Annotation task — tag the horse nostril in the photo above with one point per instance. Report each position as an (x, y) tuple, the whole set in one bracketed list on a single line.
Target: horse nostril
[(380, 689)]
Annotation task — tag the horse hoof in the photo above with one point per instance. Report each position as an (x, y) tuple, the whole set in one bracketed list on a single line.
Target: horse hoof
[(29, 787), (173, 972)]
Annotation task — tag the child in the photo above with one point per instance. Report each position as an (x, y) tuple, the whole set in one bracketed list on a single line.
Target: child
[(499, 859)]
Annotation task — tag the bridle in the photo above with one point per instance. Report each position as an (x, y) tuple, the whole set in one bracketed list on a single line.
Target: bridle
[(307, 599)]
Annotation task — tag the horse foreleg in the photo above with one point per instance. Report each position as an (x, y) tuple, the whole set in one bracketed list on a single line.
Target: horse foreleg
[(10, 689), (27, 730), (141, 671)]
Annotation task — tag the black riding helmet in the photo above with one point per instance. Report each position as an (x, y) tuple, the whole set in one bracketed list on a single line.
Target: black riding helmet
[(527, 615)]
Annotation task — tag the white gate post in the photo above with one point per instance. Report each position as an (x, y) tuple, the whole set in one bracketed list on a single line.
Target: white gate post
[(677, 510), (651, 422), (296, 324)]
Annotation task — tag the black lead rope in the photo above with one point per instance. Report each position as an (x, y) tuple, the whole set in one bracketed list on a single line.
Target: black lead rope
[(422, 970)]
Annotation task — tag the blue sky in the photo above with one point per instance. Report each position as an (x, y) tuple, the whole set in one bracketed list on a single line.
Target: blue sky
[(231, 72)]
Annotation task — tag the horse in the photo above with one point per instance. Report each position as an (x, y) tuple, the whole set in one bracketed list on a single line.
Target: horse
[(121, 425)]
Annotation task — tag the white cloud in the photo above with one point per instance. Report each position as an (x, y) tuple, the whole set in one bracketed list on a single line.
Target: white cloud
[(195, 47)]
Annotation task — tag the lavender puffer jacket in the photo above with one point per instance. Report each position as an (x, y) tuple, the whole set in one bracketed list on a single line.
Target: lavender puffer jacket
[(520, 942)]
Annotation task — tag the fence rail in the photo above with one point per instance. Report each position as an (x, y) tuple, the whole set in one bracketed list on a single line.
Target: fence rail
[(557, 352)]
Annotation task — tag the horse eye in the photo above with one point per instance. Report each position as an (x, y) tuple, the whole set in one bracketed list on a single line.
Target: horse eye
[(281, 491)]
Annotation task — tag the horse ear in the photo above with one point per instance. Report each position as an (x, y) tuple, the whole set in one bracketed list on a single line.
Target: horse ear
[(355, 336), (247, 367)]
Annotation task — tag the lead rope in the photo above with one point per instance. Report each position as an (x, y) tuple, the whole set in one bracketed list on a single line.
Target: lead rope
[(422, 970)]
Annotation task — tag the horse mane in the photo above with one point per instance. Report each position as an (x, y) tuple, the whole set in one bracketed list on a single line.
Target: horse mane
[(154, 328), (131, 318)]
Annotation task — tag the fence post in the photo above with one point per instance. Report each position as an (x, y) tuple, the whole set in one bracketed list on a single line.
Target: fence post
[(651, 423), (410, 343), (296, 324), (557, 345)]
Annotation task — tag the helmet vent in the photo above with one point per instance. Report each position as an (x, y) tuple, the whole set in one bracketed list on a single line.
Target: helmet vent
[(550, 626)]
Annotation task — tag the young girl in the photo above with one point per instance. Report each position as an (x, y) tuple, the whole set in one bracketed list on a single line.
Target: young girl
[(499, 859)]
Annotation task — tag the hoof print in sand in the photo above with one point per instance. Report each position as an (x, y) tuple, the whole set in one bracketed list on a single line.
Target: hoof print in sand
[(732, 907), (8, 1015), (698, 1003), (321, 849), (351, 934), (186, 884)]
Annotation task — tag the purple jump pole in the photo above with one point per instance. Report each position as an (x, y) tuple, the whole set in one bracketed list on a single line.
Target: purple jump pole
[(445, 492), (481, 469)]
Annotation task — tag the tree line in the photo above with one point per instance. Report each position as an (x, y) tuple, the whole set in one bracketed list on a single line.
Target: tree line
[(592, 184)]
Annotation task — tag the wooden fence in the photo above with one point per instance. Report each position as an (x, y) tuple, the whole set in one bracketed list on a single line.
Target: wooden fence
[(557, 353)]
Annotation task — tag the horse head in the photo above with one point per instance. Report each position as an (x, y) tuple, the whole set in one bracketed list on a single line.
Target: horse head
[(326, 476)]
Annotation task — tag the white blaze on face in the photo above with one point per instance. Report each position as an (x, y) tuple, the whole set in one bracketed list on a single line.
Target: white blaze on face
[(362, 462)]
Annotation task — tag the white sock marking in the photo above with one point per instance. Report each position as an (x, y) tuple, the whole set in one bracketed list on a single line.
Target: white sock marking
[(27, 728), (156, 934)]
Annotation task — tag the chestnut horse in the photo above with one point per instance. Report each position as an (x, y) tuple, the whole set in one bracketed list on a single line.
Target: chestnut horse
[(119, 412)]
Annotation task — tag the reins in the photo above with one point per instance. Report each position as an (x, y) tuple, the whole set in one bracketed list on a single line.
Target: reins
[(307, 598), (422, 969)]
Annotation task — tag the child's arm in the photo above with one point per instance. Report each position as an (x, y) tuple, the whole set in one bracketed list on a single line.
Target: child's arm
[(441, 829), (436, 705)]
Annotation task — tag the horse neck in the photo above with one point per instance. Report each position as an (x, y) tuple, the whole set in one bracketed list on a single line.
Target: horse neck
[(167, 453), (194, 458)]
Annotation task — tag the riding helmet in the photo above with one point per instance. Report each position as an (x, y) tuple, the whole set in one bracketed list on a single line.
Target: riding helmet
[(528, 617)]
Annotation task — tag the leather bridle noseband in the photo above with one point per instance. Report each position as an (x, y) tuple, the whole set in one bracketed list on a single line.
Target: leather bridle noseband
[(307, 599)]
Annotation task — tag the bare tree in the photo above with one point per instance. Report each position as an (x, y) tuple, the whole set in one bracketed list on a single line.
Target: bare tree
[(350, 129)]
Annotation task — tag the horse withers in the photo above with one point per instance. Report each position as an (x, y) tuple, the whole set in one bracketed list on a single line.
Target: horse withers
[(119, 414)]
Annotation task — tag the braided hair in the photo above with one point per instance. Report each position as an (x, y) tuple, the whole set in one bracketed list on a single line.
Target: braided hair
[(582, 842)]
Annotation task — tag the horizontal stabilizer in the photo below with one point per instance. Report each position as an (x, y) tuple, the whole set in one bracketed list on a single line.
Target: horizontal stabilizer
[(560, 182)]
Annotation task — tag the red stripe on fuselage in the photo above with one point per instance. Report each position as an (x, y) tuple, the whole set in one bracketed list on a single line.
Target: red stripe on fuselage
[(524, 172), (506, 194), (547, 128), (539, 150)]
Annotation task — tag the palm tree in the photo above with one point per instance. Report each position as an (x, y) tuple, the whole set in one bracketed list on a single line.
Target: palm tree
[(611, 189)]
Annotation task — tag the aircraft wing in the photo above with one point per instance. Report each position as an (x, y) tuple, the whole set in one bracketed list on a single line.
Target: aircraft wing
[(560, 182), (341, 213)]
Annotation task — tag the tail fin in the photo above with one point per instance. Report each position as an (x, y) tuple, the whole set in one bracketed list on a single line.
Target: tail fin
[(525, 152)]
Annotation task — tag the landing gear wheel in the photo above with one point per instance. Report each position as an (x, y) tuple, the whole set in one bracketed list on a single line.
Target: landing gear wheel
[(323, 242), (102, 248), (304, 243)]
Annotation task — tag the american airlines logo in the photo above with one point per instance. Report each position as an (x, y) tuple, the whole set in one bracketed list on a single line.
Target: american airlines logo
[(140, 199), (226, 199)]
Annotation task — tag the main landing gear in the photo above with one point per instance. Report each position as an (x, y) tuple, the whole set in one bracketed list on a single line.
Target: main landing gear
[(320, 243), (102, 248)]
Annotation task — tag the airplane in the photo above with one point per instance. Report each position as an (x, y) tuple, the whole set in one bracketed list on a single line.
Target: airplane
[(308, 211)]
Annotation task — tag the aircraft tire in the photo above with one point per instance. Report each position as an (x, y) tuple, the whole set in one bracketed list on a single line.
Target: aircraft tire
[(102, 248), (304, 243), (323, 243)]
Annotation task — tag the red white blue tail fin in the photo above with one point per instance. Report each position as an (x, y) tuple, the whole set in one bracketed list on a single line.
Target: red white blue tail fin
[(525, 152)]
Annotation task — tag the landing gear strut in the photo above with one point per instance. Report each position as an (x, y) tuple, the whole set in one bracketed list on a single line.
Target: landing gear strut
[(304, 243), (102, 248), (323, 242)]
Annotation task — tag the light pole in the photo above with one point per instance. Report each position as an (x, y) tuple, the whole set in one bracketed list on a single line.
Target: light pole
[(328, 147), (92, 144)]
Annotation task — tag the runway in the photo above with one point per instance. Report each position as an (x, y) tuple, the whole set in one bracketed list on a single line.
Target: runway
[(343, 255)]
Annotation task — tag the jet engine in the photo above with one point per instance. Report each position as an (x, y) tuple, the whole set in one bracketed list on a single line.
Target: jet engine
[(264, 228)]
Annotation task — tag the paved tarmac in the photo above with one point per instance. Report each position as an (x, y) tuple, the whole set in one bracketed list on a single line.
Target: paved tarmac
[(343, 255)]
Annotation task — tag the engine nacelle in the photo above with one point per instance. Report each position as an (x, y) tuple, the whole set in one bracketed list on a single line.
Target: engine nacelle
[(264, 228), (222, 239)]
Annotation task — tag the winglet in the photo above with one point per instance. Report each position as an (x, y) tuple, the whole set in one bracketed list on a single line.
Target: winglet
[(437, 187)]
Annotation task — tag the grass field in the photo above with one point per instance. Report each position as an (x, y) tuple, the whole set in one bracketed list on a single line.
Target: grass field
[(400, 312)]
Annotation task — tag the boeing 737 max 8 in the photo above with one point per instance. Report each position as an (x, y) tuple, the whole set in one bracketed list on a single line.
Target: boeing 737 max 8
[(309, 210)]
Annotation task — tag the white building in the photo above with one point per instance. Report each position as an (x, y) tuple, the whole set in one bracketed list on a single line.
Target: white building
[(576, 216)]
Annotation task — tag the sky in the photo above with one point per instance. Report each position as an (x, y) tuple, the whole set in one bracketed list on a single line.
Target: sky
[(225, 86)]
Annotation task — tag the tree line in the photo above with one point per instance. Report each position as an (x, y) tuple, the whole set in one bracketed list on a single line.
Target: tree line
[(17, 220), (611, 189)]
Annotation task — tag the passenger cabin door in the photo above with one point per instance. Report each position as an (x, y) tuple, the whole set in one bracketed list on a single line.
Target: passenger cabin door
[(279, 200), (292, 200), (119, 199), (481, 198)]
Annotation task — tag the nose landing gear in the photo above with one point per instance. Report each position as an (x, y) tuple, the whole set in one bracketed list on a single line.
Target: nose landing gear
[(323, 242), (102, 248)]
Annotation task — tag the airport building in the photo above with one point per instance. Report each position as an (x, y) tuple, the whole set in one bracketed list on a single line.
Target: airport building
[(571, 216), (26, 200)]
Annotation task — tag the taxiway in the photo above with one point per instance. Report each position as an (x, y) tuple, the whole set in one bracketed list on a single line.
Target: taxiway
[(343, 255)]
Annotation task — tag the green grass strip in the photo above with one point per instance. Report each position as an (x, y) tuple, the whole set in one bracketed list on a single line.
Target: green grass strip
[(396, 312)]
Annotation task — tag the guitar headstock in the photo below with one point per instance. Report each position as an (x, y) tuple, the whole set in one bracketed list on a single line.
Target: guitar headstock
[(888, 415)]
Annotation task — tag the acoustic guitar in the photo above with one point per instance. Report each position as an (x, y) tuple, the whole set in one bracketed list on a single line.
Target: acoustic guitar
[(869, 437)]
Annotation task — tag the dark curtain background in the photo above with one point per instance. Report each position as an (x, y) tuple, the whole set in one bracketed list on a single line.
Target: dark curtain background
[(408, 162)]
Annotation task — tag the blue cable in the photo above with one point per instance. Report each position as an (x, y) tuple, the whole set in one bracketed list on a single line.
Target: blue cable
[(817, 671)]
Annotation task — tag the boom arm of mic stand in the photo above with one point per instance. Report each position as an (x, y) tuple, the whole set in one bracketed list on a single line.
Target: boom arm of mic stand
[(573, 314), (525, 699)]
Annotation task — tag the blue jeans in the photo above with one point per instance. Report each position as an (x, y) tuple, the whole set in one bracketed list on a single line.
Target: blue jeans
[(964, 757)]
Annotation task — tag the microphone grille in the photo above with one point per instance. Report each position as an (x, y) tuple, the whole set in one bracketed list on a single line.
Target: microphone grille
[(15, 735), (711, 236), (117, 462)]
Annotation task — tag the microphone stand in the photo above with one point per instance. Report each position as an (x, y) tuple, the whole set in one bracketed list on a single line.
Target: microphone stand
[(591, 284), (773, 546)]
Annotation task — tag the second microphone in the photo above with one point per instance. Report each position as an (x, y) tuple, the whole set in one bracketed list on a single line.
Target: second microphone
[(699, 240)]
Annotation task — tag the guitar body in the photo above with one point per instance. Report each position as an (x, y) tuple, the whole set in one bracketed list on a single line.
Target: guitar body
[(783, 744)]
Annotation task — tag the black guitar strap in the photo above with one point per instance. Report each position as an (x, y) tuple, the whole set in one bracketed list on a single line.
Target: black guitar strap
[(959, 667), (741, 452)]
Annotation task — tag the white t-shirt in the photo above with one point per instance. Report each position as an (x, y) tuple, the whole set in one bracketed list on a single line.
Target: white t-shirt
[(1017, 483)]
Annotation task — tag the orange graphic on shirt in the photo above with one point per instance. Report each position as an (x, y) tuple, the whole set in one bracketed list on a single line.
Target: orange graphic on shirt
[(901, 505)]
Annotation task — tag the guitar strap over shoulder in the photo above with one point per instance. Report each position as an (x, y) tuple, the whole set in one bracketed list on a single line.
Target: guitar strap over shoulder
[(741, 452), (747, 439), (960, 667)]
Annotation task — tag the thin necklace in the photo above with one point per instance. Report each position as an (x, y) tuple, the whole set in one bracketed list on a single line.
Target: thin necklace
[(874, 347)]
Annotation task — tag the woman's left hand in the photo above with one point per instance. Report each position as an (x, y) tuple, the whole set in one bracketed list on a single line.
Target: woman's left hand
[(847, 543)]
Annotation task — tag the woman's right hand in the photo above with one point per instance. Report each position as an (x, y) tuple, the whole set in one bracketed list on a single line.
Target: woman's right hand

+ + +

WHAT IS REQUIRED:
Please return a copy of each line in the entries that has the string "below".

TASK OUTPUT:
Annotation task — tag the horizontal stabilizer in the photo below with one point per instance. Report each position as an (x, y) tuple, the whole set in one bracketed list on a single line.
Annotation task — tag the guitar headstock in the photo below with one point per instance. Report each position as an (x, y) tuple, the whole set in one bracketed list on a single line.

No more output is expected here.